Página »
'''
Um recente relatório da
representação da Comissão Europeia em Portugal, afirmando que «esta não é a altura certa para o Tribunal
Constitucional se envolver em ativismos políticos», deveria fazer-nos
refletir, a todos, sobre a situação a que chegou a democracia em Portugal.
Com efeito, este
relatório, que escapou cirurgicamente para a comunicação social como que por
dotes de magia, foi ao ponto de considerar que «o espaço de manobra do Executivo está a ficar cada vez mais reduzido
com as decisões negativas do Tribunal Constitucional» e que este órgão de
soberania «pode ser visto com uma real
força de bloqueio, com influência direta na política orçamental do Governo».
Convém não esquecer que
já Durão Barroso, presidente da mesmíssima Comissão Europeia e personagem
conhecida não propriamente pelos seus dotes culinários, havia afirmado, sem
esclarecer se o mesmo seria ou não de cherne, que «se o Tribunal Constitucional vier a chumbar o orçamento de 2014,
teremos o caldo entornado».
Ou que Vítor Bento,
conselheiro de estado recentemente o nomeado por Cavaco Silva, afirmou que «um chumbo do TC a algumas das medidas do
orçamento pode levar a uma crise financeira e social de grandes dimensões».
Não falou Cavaco, mas falou alguém por ele.
Se recordarmos que o
próprio Passos Coelho não se eximiu a tecer considerações sobre as decisões do
TC e que tudo isto começou com uma afirmação de Paulo Portas, considerando que
não passamos atualmente de um "protetorado",
percebemos facilmente que está em marcha uma estratégia para convencer os
portugueses de que devem aceitar pacificamente todas as malfeitorias que uma certa
e minoritária visão ideológica da sociedade pretende impor-lhes à margem da
Constituição.
Ora, esta estratégia
visa dois objetivos: o primeiro consiste em pressionar o TC a não exercer adequadamente
o seu escrutínio sobre um orçamento em que nem sequer o governo acredita. O
segundo visa a transferência da culpa, isto é, convencer-nos de que, a existir um
segundo resgate, como acredito que vai existir, a culpa não é do governo mas
tão só de outros. No caso em apreço, o TC serve às mil maravilhas como bode
expiatório. Só falta defender que o melhor é mesmo acabar com o TC ou, já
agora, com a própria Constituição. Ou com a democracia.
'''
Tarefas a realizar »
1. Segundo a página, com que expressão descreveu Durão Barroso as consequências de o Tribunal Constitucional chumbar o orçamento de 2014?
2. Indique se cada afirmação concorda com a página, respondendo sim ou não e citando as palavras que o decidem. (a) O relatório da representação da Comissão Europeia chegou à comunicação social. (b) Paulo Portas considerou que Portugal é atualmente um protetorado. (c) O autor acredita que não haverá um segundo resgate.

Informação fornecida »
'''
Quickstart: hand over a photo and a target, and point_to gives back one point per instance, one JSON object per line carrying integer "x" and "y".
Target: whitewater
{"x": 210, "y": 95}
'''
Respostas escritas »
1. «teremos o caldo entornado»

2.
(a) Sim: «escapou cirurgicamente para a comunicação social».
(b) Sim: «não passamos atualmente de um "protetorado"».
(c) Não: «como acredito que vai existir».